<<<<
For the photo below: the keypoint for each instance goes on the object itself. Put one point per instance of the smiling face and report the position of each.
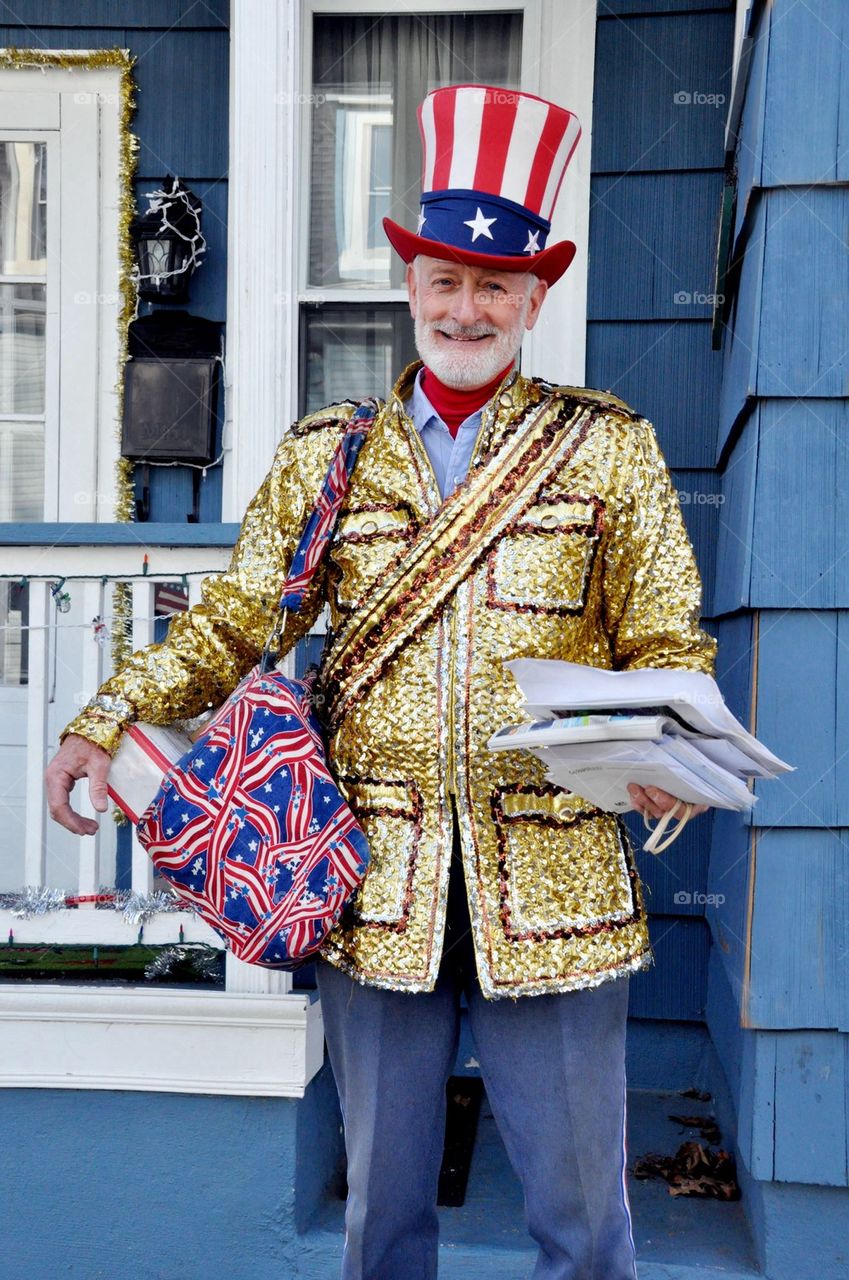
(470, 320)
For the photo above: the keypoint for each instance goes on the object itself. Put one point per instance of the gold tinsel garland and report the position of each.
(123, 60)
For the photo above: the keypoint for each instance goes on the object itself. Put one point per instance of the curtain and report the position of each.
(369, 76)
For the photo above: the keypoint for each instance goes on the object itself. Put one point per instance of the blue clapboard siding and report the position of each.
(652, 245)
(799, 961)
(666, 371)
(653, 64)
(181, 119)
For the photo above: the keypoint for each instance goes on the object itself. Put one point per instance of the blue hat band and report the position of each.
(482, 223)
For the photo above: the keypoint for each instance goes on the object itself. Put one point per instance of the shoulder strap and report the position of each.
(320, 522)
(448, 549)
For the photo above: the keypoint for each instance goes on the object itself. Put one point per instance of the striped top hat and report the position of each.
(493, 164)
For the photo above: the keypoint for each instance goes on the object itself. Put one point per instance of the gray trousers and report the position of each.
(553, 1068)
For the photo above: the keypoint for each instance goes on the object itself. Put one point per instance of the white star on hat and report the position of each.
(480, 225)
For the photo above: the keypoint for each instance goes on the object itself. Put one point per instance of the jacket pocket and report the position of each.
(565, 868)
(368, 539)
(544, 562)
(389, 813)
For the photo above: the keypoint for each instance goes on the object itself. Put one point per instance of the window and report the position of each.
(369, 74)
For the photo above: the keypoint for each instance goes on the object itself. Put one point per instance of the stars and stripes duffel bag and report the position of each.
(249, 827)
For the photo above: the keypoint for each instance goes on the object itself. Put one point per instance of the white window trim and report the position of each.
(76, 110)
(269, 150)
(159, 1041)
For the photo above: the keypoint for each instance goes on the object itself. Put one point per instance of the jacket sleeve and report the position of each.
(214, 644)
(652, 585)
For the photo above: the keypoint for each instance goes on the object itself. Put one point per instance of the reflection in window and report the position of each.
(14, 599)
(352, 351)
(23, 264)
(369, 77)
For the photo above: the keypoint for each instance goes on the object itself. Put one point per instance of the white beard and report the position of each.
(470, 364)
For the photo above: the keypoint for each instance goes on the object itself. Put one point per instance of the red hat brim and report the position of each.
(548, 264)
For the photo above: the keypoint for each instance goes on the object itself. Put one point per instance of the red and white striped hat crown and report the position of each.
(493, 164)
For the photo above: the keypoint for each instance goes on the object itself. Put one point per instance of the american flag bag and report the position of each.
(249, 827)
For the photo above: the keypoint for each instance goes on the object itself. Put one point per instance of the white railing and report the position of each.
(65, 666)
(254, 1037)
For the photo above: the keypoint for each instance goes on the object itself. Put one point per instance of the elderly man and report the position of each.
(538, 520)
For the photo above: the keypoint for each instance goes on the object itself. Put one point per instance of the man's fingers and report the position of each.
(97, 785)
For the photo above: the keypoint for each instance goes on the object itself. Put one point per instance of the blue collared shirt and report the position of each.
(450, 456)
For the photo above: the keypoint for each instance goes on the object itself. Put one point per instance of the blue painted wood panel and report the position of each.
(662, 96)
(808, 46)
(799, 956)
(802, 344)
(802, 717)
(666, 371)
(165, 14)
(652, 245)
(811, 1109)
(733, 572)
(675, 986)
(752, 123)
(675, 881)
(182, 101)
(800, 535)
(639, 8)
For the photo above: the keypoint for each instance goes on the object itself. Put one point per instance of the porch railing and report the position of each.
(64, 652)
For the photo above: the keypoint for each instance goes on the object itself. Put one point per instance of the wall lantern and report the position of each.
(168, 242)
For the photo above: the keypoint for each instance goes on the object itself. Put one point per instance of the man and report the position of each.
>>>>
### What the exercise asks
Return each entry exactly as given. Leave the images out.

### Written response
For the photo below: the keypoint for each instance goes on the object itself. Put one point per instance of the smiling face and report the position of each.
(470, 320)
For the photo above: the keypoint for each instance goes on the object itself. Put one point per instance of the gold tinsel garland and report the position of each.
(123, 60)
For the photo above: the keypoint for each instance goes on the object itself. Put one point per instance of the curtain and report the position of each.
(369, 76)
For the photo above: the keypoint for each instance goes on the object itself. Put one point per instance of the blue clapboard siding and report the position of each.
(652, 245)
(799, 961)
(666, 371)
(653, 64)
(181, 119)
For the photo above: the keypoint for each instance goes on the object itself. Put one point per instance of the blue hat band and report the position of each.
(482, 223)
For the photo above: the keypoint for each instance goes on the object itself. Put one point per instance of the shoulder strap and report the position of each.
(320, 522)
(448, 549)
For the photo above: the keypoint for each instance goes on the object itself. Put one point per instance of the striped top hat and report the position of each.
(493, 164)
For the photo above: the keypoint for each instance goes on the object itself. Put one point per instance of the gray trousers and report the position of each.
(553, 1068)
For the photo above: the keypoint for each instance goes on the object itself. Put one point per instance of the white star on hat and report the position of each.
(480, 225)
For the photo above: the keypoint for each instance goes on the object itself. Put one point per instance of the jacket pocket and report the position of each.
(565, 868)
(368, 539)
(544, 562)
(389, 813)
For the photo above: the keypoint for each instance goes on the object itself. Put one point per instance of the window and report the position of each.
(369, 74)
For the photo above: the keypoint for each instance goes on the object itself. Put one point per instance of the stars and stripes duffel bag and report the position of each.
(249, 827)
For the photo above: the keypoint for each instance goes on the object itself. Put one point per instance of the white window trim and report the position of each.
(76, 110)
(269, 150)
(159, 1041)
For the photo above: the keypoint for each instance goes on the object itself. Put one point per instance of the jacket sleeve and report the position of each.
(214, 644)
(652, 585)
For the photo above: the keypoint for each instance goes on the object itself. Put one point per instance of the reflection in window and report the position of each.
(14, 599)
(352, 351)
(23, 264)
(369, 77)
For the photo above: the keypoint for each instance goes on the object itself. Put one point per instance of the white beard and report the position of each.
(470, 364)
For the photo above: the keypoint for each instance goes on the object itself. Put one point per instance of the red hat brim and report the position of each.
(548, 264)
For the photo above: the keypoint for each instance goes on the object itself. Put one point per instance of the red and white striped hat crown and report the position of each.
(493, 164)
For the photo above: the keypoint for each instance goes on the object itself. Put one point per instance of the american flag bag and report the position of each.
(249, 827)
For the photo above: the keypoint for each instance goes on the object itself. Put one point per instance of the white railing and report the position of each.
(65, 666)
(254, 1037)
For the photo above: the keypoint for each instance goes on the object itself. Put one point per instance of the elderly man and report the position of each.
(538, 520)
For the photo above: the keypoint for each instance goes on the object itself. Put one point per instance of the man's fingers and report the position of each.
(97, 785)
For the photo above: the keypoint for each instance goes on the object itself. Put one point per instance of the blue collared shirt and report the position of each.
(450, 456)
For the photo above: the keypoint for each instance goes on the object itself. Put one point per instance of the blue painted wood panel and report the position of each.
(662, 96)
(808, 46)
(799, 956)
(802, 344)
(802, 717)
(666, 371)
(165, 14)
(652, 245)
(811, 1109)
(733, 572)
(675, 986)
(752, 123)
(675, 881)
(182, 101)
(800, 535)
(639, 8)
For the photo above: the keypoint for each instance goes on the object itself. Put one point per instance of the porch railing and report the position of each.
(64, 652)
For the photo above: the keypoint for each instance goes on the object itself. Put one point per instance of the wall lantern and report the position of each.
(168, 242)
For the photo above: the keypoint for each instance goes on the object itself. Put one point per instance of the man and report the position of each.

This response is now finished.